== 作業内容 ==
以下の一覧の全行について、「pixel coordinates」を「image coordinates」に置き換え、それ以外は変更せずに編集して示せ。画像は出力に含めないこと。

== データセット一覧 ==
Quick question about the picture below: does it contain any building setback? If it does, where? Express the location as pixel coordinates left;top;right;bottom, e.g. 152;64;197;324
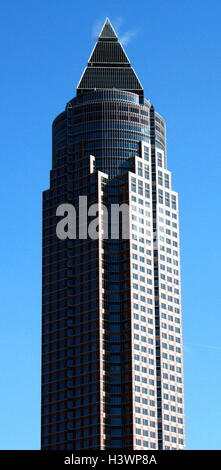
41;19;185;450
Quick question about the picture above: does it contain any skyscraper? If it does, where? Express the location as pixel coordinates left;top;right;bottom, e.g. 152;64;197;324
41;19;185;450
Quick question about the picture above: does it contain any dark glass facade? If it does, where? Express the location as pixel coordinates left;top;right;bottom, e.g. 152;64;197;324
41;21;185;450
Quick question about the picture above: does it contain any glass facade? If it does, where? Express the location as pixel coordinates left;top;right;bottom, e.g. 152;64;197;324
41;20;185;450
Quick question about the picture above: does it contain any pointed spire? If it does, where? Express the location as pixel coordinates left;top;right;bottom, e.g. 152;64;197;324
77;18;144;97
99;18;117;40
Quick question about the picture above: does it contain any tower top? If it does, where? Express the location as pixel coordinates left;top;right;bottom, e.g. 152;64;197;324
99;18;118;40
77;18;144;99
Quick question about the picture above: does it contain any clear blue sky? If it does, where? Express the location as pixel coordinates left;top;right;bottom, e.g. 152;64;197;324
0;0;221;449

== 解答例 ==
Quick question about the picture below: does it contain any building setback? If it does, where? Express the location as image coordinates left;top;right;bottom, e.g. 152;64;197;324
41;19;185;450
Quick question about the picture above: does it contain any skyscraper? If it does, where? Express the location as image coordinates left;top;right;bottom, e.g. 152;64;197;324
41;19;185;450
Quick question about the picture above: does it contain any dark glass facade? If it does, where? Express the location as image coordinates left;top;right;bottom, e.g. 152;64;197;324
41;21;185;450
Quick question about the picture above: does it contain any glass facade? If it does, where? Express the location as image coordinates left;top;right;bottom, e.g. 152;64;197;324
41;20;185;450
Quick question about the picture above: does it contain any pointed spire? If it does, where? Express the location as image coordinates left;top;right;bottom, e.g. 152;64;197;324
77;18;144;97
99;18;117;40
Quick question about the picture above: does it contain any tower top? If it does, where? Express the location as image coordinates left;top;right;bottom, e.g. 152;64;197;324
99;18;118;40
77;18;144;99
Quick question about the picture above: does it contain any clear blue sky? If it does, where? Express the location as image coordinates left;top;right;bottom, e.g. 152;64;197;324
0;0;221;449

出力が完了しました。